すずめの歌

夫と2人暮らしの日々

コロナで高度医療を譲る意思カード

「コロナ感染で人工呼吸器・人工心肺などの高度治療を受けている時に
機器が不足した場合には、私は若い人に高度医療を譲ります」
という意思カードを、
ある医師が発案し、作製した。



この医師は、「夫源病」などで有名な医師で、まだ60代半ば。


しかし、癌が全身に転移していると判明したそうだ。



同意者が署名して所持するというカードだが、


ネット上では、下記のような批判があった。



①これでは、まるで姥捨て山だ。


②署名し所持する人が増えたら、
   署名しない人が白眼視されるなど、悪い方向へ行く恐れアリ。


③一時は同意して署名しても、
 いざとなったら気持ちが変わるのではないか。




私が考える「死の恐怖」は、2種類ある。

::::::::::

_課題:_
1. 高度医療を譲る意思カードについての本文によれば、カードを発案した医師について何が判明したとされていますか。
2. 高度医療を譲る意思カードをめぐる文章を、最後の文の後から書き継いでください。

データ項目:
::::::::::

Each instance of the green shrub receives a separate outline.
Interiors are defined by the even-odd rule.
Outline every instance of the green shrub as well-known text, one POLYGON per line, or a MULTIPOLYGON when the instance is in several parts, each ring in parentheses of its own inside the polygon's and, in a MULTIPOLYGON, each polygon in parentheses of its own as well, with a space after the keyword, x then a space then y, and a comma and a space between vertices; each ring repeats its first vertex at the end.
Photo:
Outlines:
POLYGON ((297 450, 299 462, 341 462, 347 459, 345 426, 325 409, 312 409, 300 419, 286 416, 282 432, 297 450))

::::::::::

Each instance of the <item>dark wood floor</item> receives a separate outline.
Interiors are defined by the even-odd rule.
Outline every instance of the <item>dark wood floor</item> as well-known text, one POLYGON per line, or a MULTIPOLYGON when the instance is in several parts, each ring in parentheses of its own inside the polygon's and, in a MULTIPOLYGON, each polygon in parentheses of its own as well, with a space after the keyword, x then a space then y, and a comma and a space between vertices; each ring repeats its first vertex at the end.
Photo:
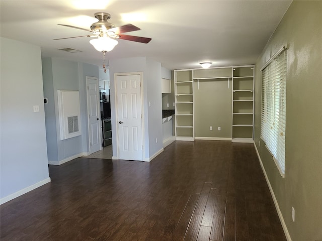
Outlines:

::::::::::

_解答:_
1. 癌が全身に転移していることが判明したとされています。

2.
①自分が存在しなくなることへの恐怖


②死ぬことが非常に苦しいのではないかという恐怖



「存在しなくなる恐怖」については、いずれ、全員が必ず体験する。


避け得ない。


だから、あきらめるしかない…だろう…。



しかし、「非常な苦しみ」については、どうか?


よく、「眠るように安らかに息を引き取った」という表現を耳にする。


また、安楽死では、
鎮静剤や睡眠薬を使用した上で心臓を止めるので苦しまない、とも聞く。


一方では、そういう「安らかな死」がある。



しかし、コロナでは、まだ40歳くらいの闘病経験者が
「インフルエンザとは全く比較にならない苦しさだった」と、証言している。


「息が出来ず、溺れるような苦しさ」という表現も読んだ




コロナでそういう呼吸困難に陥っている時に、
もし人工呼吸器を外されたら…。


あまりの苦しさに覚醒し、
もだえ苦しみつつ死ぬ可能性があるのではないか?



私は、それが怖ろしい。



そして、その時に、
「カード署名を撤回したい」と、心の底から思っても、
もう遅いのだ…。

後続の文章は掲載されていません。